EXCERPT Block Start

April 8th, 2009
When I found out I’d be guest-blogging for Family Jewels in April, I thought it would be a perfect opportunity to bring my annual spring rant about organ donations to a new and larger audience. I went looking for the dates of the official National Organ and Tissue Donor Awareness Week in Canada, but it turns out that doesn’t start until April 19. I figured, though, that it would be okay if I started campaigning a little bit early.
Did you know that every three days in Canada someone dies waiting for an organ transplant? And did you know that Canada has one of the lowest organ donation rates of the industrialized world?
I write a post about organ donation every year because my dad had a liver transplant in 2001, when I was six months pregnant with my first son. He has hepatitis C, which he got from an infected blood transfusion in the early 1980s. If you’re interested, you can read my post about his illness and his transplant back in my archives.
So I was all ready to regale you with statistics and our story when I heard this story on the news this morning. Honestly, I can’t even bring myself to read the whole article and I nearly had to pull off the road for the tears when I heard the story while I was driving to work. It’s about two families with horribly sick babies, one making the ultimate sacrifice so the other has a chance at life. It’s truly one of the most heart-wrenching stories I’ve ever heard.

EXCERPT Block End

**TASKS TO CARRY OUT:**
1. Answer these questions from the organ donation post:
(a) On what date does National Organ and Tissue Donor Awareness Week start in Canada?
(b) How often does someone in Canada die waiting for an organ transplant?
(c) In what year did the writer's dad have his liver transplant?
2. Continue the organ donation post with a few more paragraphs, picking up after its last sentence.

PROVIDED DATA Block Start

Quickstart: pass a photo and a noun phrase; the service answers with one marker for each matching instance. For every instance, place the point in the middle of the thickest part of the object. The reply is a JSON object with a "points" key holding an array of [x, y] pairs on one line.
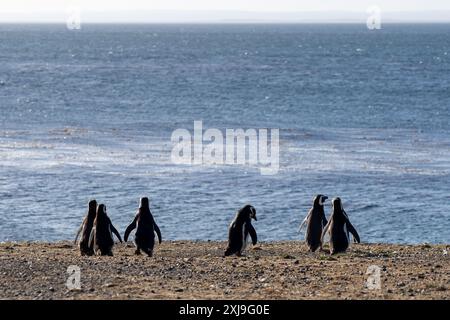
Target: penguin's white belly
{"points": [[346, 232], [244, 240]]}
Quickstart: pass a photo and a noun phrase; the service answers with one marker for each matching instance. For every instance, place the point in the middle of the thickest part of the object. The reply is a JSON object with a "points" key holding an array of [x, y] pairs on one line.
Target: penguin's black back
{"points": [[145, 231]]}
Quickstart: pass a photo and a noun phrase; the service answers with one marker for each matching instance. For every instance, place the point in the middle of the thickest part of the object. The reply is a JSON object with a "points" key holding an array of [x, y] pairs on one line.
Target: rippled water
{"points": [[362, 114]]}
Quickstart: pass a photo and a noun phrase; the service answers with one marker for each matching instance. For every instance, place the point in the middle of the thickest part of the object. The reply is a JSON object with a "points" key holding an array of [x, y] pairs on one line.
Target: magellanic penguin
{"points": [[85, 230], [315, 222], [101, 238], [146, 228], [339, 227], [239, 230]]}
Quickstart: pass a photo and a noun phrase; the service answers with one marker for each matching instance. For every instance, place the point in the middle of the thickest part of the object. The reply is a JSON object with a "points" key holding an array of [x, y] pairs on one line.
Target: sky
{"points": [[221, 10]]}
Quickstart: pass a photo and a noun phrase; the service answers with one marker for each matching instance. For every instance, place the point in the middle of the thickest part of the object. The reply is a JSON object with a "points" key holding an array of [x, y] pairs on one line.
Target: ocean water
{"points": [[362, 114]]}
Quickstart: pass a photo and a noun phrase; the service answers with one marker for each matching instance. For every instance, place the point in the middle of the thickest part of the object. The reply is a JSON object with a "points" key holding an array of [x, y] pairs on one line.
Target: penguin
{"points": [[339, 227], [101, 238], [239, 230], [315, 222], [85, 230], [144, 238]]}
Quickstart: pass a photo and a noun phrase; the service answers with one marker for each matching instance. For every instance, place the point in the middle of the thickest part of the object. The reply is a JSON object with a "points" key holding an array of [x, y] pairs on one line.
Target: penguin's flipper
{"points": [[305, 220], [324, 221], [353, 231], [325, 230], [158, 232], [130, 228], [91, 238], [79, 231], [252, 233], [114, 230]]}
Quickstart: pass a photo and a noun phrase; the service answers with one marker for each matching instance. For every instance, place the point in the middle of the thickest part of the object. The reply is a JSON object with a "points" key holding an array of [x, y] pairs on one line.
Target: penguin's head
{"points": [[144, 203], [92, 205], [101, 210], [251, 211], [320, 200]]}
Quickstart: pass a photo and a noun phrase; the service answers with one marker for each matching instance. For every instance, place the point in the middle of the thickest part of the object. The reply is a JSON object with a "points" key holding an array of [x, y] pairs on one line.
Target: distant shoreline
{"points": [[197, 270]]}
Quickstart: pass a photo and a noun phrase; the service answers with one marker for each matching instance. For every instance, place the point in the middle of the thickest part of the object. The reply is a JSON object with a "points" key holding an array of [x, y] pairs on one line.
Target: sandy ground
{"points": [[197, 270]]}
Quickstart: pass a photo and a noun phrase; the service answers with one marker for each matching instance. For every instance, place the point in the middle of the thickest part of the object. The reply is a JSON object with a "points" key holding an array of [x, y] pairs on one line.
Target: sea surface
{"points": [[363, 115]]}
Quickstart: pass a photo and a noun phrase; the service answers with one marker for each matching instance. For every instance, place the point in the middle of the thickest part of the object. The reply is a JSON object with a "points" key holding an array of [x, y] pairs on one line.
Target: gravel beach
{"points": [[197, 270]]}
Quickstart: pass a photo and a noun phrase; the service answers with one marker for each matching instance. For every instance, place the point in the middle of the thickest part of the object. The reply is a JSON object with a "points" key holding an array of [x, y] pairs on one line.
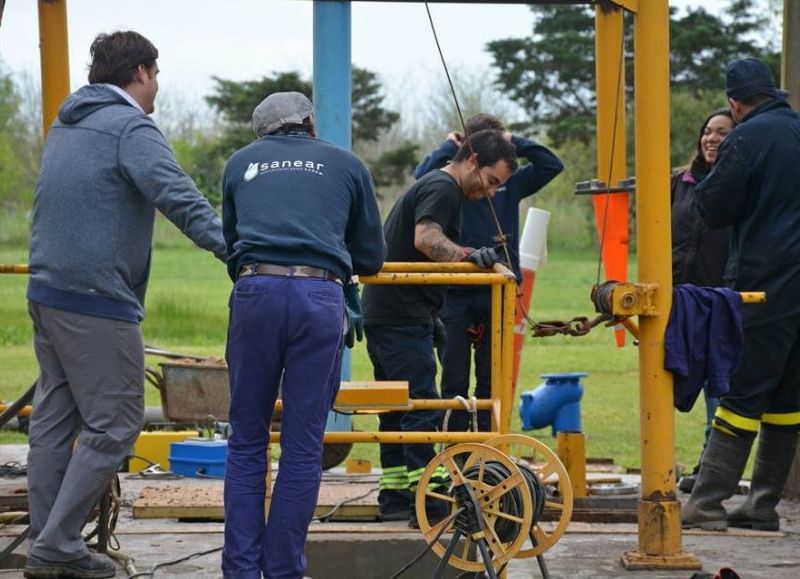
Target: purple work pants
{"points": [[287, 332]]}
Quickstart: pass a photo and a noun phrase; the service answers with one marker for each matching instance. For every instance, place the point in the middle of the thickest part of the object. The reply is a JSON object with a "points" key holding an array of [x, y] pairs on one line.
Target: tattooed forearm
{"points": [[431, 240]]}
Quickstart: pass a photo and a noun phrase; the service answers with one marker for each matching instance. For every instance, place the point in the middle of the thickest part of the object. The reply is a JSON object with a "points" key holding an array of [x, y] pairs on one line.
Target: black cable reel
{"points": [[498, 500]]}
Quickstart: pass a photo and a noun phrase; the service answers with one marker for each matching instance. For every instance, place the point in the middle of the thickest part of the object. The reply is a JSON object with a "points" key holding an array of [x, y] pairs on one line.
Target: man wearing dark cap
{"points": [[299, 219], [106, 168], [754, 187]]}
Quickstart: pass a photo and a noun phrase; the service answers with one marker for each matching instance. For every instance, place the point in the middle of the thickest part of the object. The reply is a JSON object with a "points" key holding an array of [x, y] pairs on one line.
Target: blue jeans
{"points": [[284, 333]]}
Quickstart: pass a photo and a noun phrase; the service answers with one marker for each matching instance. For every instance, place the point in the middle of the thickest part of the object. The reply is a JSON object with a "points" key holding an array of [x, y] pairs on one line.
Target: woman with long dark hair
{"points": [[699, 254]]}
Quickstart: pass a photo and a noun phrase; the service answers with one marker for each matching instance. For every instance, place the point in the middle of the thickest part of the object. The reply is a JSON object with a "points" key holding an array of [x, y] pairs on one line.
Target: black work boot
{"points": [[91, 566], [776, 448], [720, 470], [686, 484]]}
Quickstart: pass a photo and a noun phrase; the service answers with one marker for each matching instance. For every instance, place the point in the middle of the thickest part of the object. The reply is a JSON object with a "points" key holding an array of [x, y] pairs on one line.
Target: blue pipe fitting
{"points": [[555, 403]]}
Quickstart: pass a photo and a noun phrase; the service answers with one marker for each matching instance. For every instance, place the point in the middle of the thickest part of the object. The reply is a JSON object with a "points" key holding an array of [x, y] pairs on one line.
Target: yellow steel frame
{"points": [[659, 513]]}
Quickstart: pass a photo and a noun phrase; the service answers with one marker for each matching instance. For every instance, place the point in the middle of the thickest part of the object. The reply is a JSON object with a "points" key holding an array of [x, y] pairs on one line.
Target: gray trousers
{"points": [[90, 389]]}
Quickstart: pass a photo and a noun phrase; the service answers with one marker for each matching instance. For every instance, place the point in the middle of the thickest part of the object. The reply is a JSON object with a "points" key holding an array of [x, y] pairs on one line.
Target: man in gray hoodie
{"points": [[106, 168]]}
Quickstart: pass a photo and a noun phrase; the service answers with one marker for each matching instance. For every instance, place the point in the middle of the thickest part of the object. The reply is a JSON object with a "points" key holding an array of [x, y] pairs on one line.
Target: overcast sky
{"points": [[244, 39]]}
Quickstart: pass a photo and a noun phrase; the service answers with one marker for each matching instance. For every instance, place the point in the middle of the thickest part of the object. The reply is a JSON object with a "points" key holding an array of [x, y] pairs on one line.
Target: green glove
{"points": [[355, 318]]}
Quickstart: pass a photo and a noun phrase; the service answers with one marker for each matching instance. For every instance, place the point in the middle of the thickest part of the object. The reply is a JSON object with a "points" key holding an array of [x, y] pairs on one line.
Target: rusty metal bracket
{"points": [[630, 299]]}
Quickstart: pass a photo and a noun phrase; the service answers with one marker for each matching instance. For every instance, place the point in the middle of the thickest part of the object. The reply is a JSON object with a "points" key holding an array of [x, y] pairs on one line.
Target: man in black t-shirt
{"points": [[423, 226]]}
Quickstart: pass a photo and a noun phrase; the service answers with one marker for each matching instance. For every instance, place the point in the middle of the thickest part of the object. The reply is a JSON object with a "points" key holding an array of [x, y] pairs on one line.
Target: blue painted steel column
{"points": [[332, 109], [332, 72]]}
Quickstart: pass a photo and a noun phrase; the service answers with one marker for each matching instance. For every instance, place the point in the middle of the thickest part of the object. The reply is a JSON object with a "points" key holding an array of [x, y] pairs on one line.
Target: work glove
{"points": [[439, 332], [355, 317], [484, 257]]}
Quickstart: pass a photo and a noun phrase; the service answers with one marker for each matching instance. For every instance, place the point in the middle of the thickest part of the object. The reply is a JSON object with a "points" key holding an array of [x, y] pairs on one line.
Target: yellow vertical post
{"points": [[54, 50], [659, 510], [497, 362], [509, 292]]}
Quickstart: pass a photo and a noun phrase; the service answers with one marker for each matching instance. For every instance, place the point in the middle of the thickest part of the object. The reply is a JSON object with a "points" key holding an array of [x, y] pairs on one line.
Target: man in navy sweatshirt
{"points": [[466, 312], [300, 218], [106, 168]]}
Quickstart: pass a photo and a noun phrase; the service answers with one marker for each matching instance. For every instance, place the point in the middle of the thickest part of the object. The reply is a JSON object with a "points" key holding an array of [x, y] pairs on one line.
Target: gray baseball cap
{"points": [[279, 109]]}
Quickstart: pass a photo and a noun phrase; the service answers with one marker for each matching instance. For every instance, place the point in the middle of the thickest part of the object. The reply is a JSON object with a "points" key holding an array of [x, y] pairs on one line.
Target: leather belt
{"points": [[303, 271]]}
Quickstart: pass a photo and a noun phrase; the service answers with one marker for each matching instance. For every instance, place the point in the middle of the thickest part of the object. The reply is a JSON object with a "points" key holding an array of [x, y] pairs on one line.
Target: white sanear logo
{"points": [[252, 171]]}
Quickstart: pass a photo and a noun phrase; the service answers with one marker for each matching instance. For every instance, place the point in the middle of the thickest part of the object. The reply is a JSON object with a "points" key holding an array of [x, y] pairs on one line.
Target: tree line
{"points": [[549, 76]]}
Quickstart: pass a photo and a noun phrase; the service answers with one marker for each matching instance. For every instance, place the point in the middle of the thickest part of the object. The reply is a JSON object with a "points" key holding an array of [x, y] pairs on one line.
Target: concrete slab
{"points": [[377, 550]]}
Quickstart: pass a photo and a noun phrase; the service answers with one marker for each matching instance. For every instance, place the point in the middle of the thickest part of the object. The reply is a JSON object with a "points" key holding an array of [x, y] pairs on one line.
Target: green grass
{"points": [[187, 312]]}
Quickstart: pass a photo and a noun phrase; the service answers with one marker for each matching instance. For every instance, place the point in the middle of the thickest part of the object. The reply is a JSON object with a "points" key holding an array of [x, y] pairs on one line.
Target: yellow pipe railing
{"points": [[399, 437], [503, 298]]}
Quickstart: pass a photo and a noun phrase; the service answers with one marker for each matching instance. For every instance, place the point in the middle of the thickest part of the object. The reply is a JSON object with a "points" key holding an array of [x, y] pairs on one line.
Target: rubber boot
{"points": [[776, 448], [720, 470]]}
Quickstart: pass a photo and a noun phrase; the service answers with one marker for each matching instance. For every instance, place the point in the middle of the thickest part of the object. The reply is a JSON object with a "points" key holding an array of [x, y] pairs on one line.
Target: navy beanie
{"points": [[749, 77]]}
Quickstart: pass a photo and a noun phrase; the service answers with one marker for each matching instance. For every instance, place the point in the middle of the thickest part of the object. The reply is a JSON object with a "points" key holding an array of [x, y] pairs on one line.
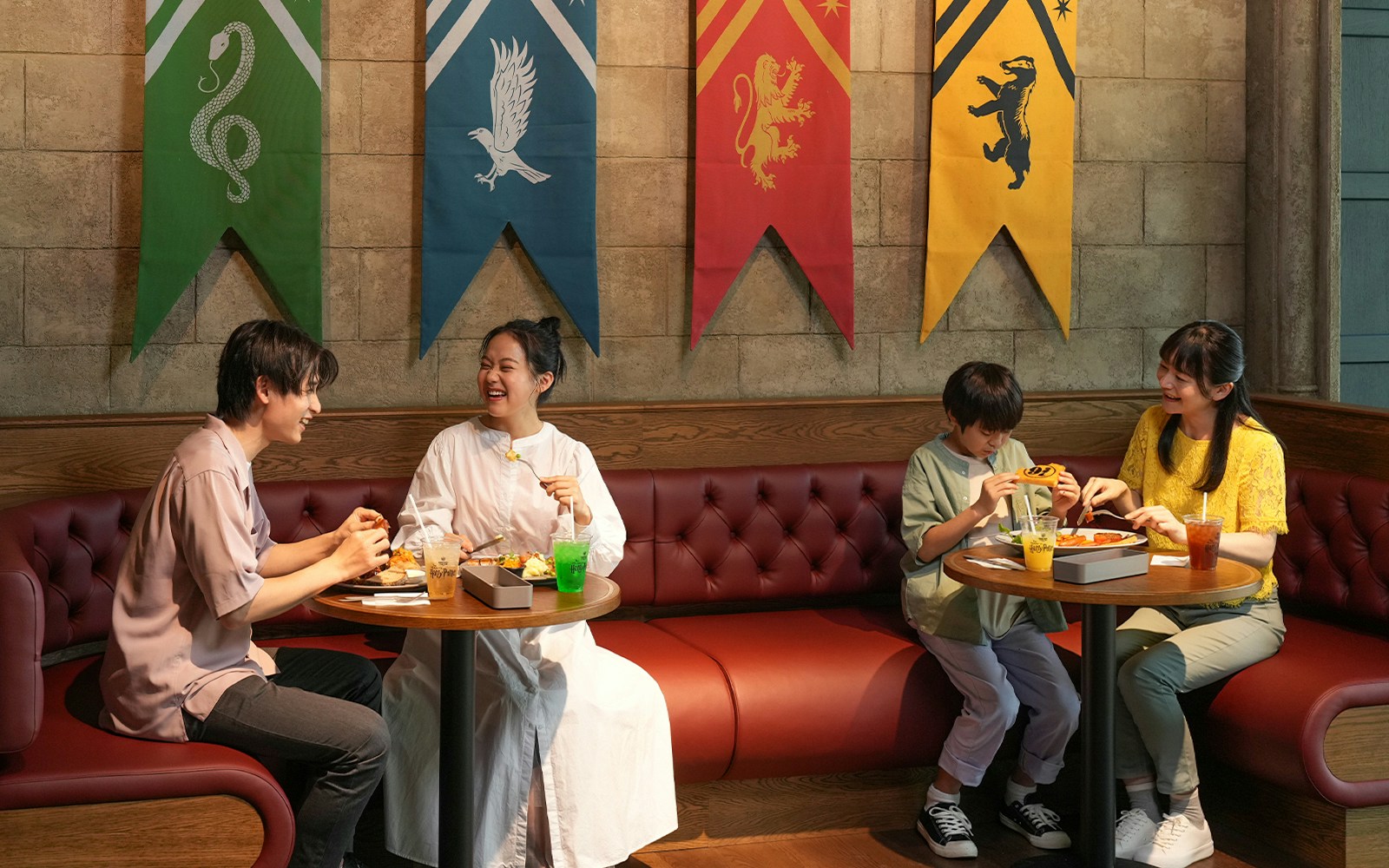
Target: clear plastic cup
{"points": [[442, 567], [1203, 539], [1039, 542], [571, 562]]}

PROVIDED DATA Block End

**SOLVED PROBLEMS:**
1.
(a) April 19
(b) Every three days
(c) 2001

2.
Every three days a family in Canada loses a father, a mother, a brother, a sister—or a child—because there simply aren’t enough organs for all the people on waiting lists. A single donor can make a difference in as many as fifty people’s lives. And that’s just the recipients; think of the families of all those people given a second chance at life, or the chance to overcome blindness, or the chance at restored mobility through a bone graft.
In Canada, we don’t have a centralized organ donation registry because the provinces and territories are responsible for this aspect of health care. However, the Organ Donation and Transplant Association has compiled information for donors in each province and territory on its website. American friends can visit OrganDonor.gov. You can’t take them with you, you know, and after you’re gone your organs can still do a world of good.
Sign your donor card and talk your family about organ and tissue donation. Choose the gift of life.